**Set problem**
Could you reproduce every one of the entries below word for word, without changing a single line?

**Data entries**
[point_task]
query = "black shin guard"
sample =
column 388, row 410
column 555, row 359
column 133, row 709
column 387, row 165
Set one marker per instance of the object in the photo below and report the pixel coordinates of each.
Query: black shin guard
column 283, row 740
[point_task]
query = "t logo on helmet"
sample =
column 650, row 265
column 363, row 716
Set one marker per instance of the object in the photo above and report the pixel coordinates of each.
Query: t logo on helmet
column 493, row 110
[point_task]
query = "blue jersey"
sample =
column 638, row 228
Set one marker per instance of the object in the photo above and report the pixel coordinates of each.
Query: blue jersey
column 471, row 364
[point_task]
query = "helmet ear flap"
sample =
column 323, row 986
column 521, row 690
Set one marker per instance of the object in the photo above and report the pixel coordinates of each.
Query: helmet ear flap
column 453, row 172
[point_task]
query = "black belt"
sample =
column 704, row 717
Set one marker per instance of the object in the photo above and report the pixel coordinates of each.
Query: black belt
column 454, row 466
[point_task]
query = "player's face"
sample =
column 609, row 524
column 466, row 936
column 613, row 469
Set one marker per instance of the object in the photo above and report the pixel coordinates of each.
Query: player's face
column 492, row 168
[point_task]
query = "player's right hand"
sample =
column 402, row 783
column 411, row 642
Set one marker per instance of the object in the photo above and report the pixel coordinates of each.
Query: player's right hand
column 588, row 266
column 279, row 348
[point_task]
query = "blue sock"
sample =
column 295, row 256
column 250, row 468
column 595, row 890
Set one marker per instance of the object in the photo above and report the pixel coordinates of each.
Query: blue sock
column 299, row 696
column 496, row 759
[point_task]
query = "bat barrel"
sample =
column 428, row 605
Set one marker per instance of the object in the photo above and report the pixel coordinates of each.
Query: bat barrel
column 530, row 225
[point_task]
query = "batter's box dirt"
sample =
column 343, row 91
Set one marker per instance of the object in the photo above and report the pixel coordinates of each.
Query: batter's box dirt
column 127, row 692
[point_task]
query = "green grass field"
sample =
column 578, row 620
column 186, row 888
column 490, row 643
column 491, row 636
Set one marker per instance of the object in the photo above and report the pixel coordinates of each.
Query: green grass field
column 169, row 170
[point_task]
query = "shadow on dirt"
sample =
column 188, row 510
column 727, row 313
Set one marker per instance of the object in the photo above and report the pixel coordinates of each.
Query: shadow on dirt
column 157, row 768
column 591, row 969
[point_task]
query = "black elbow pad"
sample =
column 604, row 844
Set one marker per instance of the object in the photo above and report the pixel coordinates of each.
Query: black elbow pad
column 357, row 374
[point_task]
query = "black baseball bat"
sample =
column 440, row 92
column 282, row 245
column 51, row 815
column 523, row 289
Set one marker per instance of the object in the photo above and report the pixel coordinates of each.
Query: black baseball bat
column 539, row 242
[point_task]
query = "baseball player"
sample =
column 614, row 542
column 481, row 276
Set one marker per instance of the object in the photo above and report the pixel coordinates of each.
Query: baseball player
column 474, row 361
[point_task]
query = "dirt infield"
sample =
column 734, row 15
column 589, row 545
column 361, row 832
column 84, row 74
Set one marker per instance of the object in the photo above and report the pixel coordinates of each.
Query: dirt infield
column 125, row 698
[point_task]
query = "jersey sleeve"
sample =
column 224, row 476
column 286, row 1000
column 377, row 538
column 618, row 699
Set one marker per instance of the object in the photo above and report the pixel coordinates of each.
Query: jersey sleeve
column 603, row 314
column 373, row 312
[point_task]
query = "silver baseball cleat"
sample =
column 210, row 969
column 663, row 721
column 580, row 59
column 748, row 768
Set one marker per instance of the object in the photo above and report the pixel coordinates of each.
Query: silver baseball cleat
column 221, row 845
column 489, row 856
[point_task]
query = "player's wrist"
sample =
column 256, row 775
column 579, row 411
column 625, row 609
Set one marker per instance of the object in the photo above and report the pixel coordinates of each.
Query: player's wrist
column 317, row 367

**Task solution**
[point_task]
query = "black shin guard"
sample =
column 388, row 410
column 555, row 359
column 133, row 709
column 387, row 165
Set one marker per instance of the object in the photo below and report the pixel coordinates of each.
Query: black shin guard
column 283, row 740
[point_task]
query = "t logo on helmet"
sample =
column 650, row 265
column 363, row 716
Set one marker per instance of the object in the photo above and report the pixel coordinates of each.
Query: t logo on helmet
column 493, row 110
[point_task]
query = "blue jersey"
sample =
column 638, row 228
Set one marker per instance of the object in the photo above and report the pixel coordinates of each.
Query: blue jersey
column 471, row 364
[point_task]
query = "helmet ear flap"
sample =
column 323, row 986
column 521, row 690
Set one marker per instance of the object in the photo above and report the pixel coordinates of each.
Query: helmet ear flap
column 453, row 172
[point_task]
query = "black belt"
sample =
column 704, row 717
Set one marker per instance of the object in the photo above and report the pixel coordinates of each.
Query: black belt
column 454, row 466
[point_task]
query = "player's face"
sample =
column 609, row 524
column 466, row 936
column 613, row 469
Set one marker per instance of the object in the photo above and report the pixel coordinates of each.
Query: player's face
column 492, row 168
[point_task]
query = "player's right hand"
sample =
column 402, row 783
column 411, row 642
Set one marker per instance of the object in the photo above and report the pixel coordinates of each.
Query: player's right hand
column 588, row 266
column 279, row 348
[point_task]
query = "blue sock"
sample =
column 295, row 256
column 250, row 468
column 595, row 890
Set one marker per instance of the object in the photo above and report the pixel coordinates of each.
Query: blue sock
column 299, row 696
column 496, row 759
[point_task]
query = "bat barrel"
sample =
column 428, row 605
Set one marker per instance of the object in the photo above and report the pixel coordinates of each.
Query: bat barrel
column 530, row 225
[point_task]
query = "batter's box dirt"
sample =
column 343, row 91
Set one marker per instance of the object in the photo above and report the pixel coordinates of each.
Query: batter's box dirt
column 127, row 692
[point_task]
query = "green grass field"
sample =
column 578, row 620
column 186, row 888
column 490, row 643
column 491, row 636
Set one marker per instance of the object in the photo above and report the pixel coordinates of each.
Query: green grass field
column 169, row 170
[point_task]
query = "shadow on dirt"
sample =
column 188, row 510
column 727, row 313
Set one marker per instance of the object in the photo above and report the pixel coordinates of each.
Query: shadow on dirt
column 157, row 768
column 591, row 969
[point_task]
query = "black elbow pad"
sample =
column 604, row 844
Set one marker per instance of the object in the photo above and report the pixel coordinates of each.
Query: black elbow pad
column 357, row 374
[point_task]
query = "black baseball bat"
sample =
column 440, row 92
column 282, row 245
column 51, row 815
column 523, row 289
Set one marker per instance of the object in the photo above and report the pixel coordinates of each.
Query: black baseball bat
column 539, row 242
[point_task]
query = "baseball player"
sample =
column 614, row 542
column 481, row 276
Set one marker per instance of the object in the photo above and report the pixel coordinates of each.
Query: baseball player
column 474, row 361
[point_task]
query = "dirt infield"
sample =
column 734, row 15
column 589, row 545
column 361, row 832
column 84, row 74
Set one marker per instance of the object in the photo above and report the pixel coordinates of each.
Query: dirt infield
column 125, row 698
[point_task]
query = "jersey sleeve"
sample =
column 224, row 476
column 286, row 1000
column 377, row 538
column 618, row 699
Set one marker per instance of the object in the photo above and report the pixel coordinates of each.
Query: jersey sleeve
column 603, row 314
column 373, row 312
[point_task]
query = "silver baseball cleat"
sample =
column 210, row 969
column 663, row 721
column 580, row 59
column 748, row 768
Set one marker per instance of the object in the photo above and report the pixel coordinates of each.
Query: silver baseball cleat
column 221, row 845
column 489, row 856
[point_task]
query = "player's wrist"
sample =
column 256, row 775
column 579, row 411
column 625, row 609
Set one marker per instance of the object in the photo above and report the pixel coordinates of each.
Query: player's wrist
column 317, row 367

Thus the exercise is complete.